_Document_.
++++++

Length Scales in Fracture

W. Brocks's picture

Some material scientists and experimentalists are generally sceptical of simulations and reproach the theoreticians with lacking knowledge of real materials. Sometimes they may just be ignorant of the mathematics behind the models but sometimes they appear to be right. An example: Introducing “damage” into a constitutive equation simply as an internal variable which obeys some evolution law, not having the foggiest notion about the specific nature of damage - whether brittle, ductile, creep, fatigue - and its micromechanical mechanisms, promotes scepticism about the benefits of modelling in general, and deservedly so.

This is not my particular point today, however, but it is related. My problem today is the handling of length scales in

H. Krull and H. Yuan: Suggestions to the cohesive traction–separation law from atomistic simulationsEngineering Fracture Mechanics, Vol. 78, 2011, pp. 525-533.

Ductile tearing is governed by the initiation, growth and coalescence of voids in an elasto-plastic or viscoplastic material. Koplik and Needleman (1981) have been the first to perform unit-cell calculations of void growth to analyse this mechanism, and numerous studies by other authors followed varying the void shape, accounting for inclusions etc.. They helped improving and generalising constitutive equations of ductile damage like the Gurson model of porous metal plasticity. Unit-cell calculations have also been used to derive traction-separation laws for cohesive zones. The physical processes take place at length scales of micrometers to millimetres, accordant to the dimensions of the microstructure. Continuum models still apply at this length scale.

Atomistic simulations and molecular dynamics are based on models that relate binding energies or forces to spatial configurations in order to calculate accelerations of particles via Newton’s law. They describe interactions at a length scale of nanometers, which is at least three orders of magnitude below the relevant length scale of ductile tearing. What occurs at this length scale has absolutely nothing in common with plastic deformations due to dislocation motion and ductile tearing of metals, and hence the authors’ conclusions are apocryphal and unsubstantiated:

>     The computations under mode I conditions show that crack growth even in the nano-scale single-crystal aluminum is in the form of void nucleation, growth and coalescence, which is similar to ductile fracture at meso-scale.” 

 What do the authors actually mean by vague formulations like “in the form of void nucleation ...” and “similar to ductile fracture”? Voids nucleate at particles, for instance. Which particles are of atomic or sub-atomic size? What is their criterion for a process being “similar to” another?

++++++

_Required work_.
a - In the post on length scales in fracture, who first ran unit-cell calculations of void growth?
b - Carry on the post about length scales in fracture from the point where it ends.
The records have nothing to do with any of this.

++++++

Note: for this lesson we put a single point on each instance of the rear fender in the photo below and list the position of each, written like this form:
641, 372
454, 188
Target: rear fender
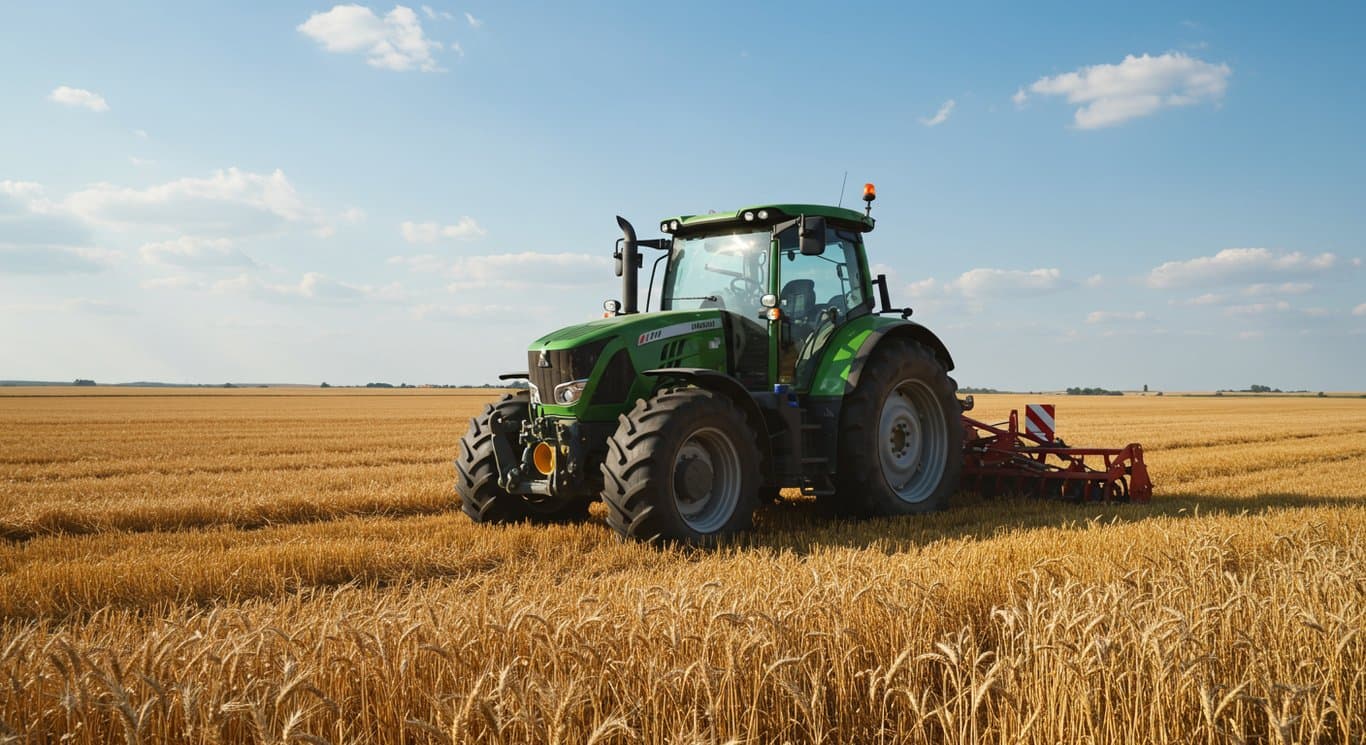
853, 345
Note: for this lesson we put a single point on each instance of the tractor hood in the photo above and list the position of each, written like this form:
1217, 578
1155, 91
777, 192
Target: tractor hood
637, 330
590, 371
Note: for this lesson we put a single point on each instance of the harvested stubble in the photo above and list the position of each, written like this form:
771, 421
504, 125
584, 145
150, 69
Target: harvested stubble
1228, 610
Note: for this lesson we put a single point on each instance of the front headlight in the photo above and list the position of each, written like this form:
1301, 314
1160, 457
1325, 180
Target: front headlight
568, 393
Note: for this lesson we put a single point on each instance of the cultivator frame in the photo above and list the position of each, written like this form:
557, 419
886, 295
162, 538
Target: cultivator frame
1000, 458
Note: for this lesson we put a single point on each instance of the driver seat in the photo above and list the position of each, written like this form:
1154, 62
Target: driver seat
798, 300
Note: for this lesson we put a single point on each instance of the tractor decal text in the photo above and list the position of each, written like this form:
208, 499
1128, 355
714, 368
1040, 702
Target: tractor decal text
676, 330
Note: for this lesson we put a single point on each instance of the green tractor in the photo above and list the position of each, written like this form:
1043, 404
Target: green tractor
765, 367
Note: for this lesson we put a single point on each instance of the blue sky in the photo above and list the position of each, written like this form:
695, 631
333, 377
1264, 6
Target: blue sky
305, 192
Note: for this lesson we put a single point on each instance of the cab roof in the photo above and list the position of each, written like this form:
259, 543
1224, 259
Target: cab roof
775, 213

++++++

_Answers to the exercises_.
a - Koplik and Needleman, in 1981.

b -
>   Understanding the failure process based on atomistic simulation can provide detailed information for the cohesive law.”     

This is correct, of course, provided the correct failure process is modelled.  

>   The relationship between atomic traction and atomic separation including elastic deformations confirms the exponential function form suggested by Needleman.”   

This is neither a miracle nor striking news, as the cohesive law proposed by Needleman in Int. J. Fracture 42 (1990) is based on the universal atomistic binding energy function proposed by Rose et al. in Phys. Rev. Letters 47 (1981), and he actually analysed “tensile decohesion along an interface” in an elastic medium.     

>  The computations show that void nucleation and growth are controlled by tensile stress and hydrostatic stress. The Mises stress is not involved in material failure.”     

This is the final death sentence to any simulation: that it yields results which are contrary to everything that is known about the real process. Apart from this, the hydrostatic stress and the maximum tensile stress depend on each other under fully plastic conditions of plane strain. But plasticity is out of the scope of the MD simulations, anyway.

After all, the simulations could indeed provide useful information on a cohesive law for a process which is not void growth and coalescence in ductile metals, however. It is the authors’ business to present an actual decohesion mechanism following their model.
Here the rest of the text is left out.